Natural language region descriptions
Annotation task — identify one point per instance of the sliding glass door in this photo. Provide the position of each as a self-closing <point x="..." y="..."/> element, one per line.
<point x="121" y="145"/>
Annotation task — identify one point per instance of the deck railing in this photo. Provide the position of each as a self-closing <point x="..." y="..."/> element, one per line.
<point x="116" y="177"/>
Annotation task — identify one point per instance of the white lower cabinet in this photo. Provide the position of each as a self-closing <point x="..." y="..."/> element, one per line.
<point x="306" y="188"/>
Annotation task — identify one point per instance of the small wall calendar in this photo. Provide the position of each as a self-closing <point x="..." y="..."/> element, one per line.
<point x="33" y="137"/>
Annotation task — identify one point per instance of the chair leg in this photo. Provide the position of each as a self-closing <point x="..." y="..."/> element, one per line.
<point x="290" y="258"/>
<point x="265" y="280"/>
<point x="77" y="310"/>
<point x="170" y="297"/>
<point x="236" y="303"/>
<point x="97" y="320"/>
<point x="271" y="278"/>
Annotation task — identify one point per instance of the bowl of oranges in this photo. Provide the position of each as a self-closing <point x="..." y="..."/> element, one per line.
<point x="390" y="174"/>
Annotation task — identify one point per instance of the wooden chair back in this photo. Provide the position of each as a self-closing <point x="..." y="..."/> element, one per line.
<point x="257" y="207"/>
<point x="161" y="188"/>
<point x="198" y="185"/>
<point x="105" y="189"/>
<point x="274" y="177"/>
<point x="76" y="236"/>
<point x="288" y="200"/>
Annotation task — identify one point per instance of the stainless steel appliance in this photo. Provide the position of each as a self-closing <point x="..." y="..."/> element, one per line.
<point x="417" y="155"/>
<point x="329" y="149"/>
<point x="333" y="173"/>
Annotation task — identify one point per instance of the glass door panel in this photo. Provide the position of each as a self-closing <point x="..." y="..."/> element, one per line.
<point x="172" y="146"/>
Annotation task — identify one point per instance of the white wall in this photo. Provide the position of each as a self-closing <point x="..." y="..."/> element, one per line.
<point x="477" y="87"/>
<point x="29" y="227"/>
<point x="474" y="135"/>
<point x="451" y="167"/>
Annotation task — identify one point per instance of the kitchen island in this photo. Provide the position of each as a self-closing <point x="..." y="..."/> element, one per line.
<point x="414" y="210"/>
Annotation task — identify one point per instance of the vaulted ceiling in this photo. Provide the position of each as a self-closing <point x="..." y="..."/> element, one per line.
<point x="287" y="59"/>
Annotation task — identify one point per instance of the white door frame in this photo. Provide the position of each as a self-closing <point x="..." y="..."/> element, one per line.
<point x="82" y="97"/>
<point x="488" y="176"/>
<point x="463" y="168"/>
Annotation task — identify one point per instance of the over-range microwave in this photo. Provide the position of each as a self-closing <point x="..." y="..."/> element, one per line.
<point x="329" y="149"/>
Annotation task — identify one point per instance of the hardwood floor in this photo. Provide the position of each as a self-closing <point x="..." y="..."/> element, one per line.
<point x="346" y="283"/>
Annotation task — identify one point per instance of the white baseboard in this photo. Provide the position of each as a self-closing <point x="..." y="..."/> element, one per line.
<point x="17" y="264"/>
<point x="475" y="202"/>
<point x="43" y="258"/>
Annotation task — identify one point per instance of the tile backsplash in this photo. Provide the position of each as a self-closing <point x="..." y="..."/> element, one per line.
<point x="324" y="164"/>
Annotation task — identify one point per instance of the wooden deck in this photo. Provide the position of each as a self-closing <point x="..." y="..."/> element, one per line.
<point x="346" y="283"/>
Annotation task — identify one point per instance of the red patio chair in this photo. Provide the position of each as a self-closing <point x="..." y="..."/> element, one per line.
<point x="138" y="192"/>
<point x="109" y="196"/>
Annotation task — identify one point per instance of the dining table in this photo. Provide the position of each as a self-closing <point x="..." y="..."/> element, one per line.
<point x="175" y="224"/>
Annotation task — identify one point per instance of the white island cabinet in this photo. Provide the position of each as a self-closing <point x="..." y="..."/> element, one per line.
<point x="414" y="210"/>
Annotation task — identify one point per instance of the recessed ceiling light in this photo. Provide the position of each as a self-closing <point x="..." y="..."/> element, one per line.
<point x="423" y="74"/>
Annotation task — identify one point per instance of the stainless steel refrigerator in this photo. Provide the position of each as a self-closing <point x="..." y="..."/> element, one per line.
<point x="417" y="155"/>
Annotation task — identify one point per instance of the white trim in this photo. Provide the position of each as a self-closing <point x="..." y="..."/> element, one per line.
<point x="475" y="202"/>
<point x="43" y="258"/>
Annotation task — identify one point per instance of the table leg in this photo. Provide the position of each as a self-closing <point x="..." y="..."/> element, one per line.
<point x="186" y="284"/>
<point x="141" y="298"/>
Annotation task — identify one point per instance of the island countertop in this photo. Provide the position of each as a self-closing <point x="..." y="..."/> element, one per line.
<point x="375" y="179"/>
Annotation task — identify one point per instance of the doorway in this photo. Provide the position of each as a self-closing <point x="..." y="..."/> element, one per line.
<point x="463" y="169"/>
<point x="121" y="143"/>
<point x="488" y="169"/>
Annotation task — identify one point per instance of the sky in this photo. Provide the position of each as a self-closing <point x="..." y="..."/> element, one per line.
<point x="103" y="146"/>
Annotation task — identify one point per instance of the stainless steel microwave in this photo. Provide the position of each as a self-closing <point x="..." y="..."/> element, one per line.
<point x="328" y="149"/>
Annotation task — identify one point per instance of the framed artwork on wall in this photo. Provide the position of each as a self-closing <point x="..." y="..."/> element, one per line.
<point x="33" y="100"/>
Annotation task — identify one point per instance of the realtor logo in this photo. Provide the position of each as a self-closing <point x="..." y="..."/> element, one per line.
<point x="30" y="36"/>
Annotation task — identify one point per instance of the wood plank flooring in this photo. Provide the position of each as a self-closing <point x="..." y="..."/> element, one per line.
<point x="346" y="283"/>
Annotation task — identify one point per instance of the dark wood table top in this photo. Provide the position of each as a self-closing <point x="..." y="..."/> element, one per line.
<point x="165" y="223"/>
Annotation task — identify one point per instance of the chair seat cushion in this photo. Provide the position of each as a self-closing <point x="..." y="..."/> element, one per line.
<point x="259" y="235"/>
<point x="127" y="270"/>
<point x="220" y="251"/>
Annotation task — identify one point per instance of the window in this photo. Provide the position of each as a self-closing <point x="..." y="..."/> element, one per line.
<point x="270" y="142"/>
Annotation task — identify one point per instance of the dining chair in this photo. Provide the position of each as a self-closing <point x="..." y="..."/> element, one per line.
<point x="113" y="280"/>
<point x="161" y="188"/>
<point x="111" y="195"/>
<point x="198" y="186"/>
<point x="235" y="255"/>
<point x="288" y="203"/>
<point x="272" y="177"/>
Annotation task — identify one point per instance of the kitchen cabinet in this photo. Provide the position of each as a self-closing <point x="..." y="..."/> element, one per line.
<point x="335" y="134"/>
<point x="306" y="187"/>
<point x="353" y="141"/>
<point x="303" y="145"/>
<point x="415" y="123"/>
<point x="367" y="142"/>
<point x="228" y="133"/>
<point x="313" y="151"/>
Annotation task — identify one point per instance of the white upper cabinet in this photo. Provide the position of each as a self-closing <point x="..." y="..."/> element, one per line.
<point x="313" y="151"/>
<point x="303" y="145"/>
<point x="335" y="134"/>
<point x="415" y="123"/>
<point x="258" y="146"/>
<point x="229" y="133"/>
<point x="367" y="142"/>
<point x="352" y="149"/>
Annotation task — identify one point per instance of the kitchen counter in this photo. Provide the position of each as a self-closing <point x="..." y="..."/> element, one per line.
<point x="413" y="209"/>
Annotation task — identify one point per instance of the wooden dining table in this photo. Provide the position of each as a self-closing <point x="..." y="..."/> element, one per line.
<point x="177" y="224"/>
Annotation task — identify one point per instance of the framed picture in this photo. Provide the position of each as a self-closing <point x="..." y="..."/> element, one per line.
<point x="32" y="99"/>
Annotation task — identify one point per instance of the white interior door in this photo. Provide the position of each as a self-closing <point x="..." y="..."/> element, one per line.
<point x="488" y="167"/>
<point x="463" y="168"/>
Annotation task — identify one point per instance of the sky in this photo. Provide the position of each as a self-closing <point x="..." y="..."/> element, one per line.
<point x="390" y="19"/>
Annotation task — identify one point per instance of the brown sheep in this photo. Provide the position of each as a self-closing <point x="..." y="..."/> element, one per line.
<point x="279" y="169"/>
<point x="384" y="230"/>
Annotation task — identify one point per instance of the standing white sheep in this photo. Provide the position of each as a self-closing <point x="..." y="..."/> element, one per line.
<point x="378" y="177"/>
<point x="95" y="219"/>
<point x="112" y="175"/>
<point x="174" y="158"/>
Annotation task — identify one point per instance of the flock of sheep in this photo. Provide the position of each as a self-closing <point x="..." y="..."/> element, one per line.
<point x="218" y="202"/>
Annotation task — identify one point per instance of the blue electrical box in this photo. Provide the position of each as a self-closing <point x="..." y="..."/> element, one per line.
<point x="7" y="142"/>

Your task:
What you copy out must be exactly the lines from the line containing "Annotation task — identify one point per instance of the blue" through the end of the records.

Exercise result:
Annotation task — identify one point per instance of the blue electrical box in this photo. Provide the position of each as a self-closing <point x="..." y="..."/> element, one per line.
<point x="7" y="142"/>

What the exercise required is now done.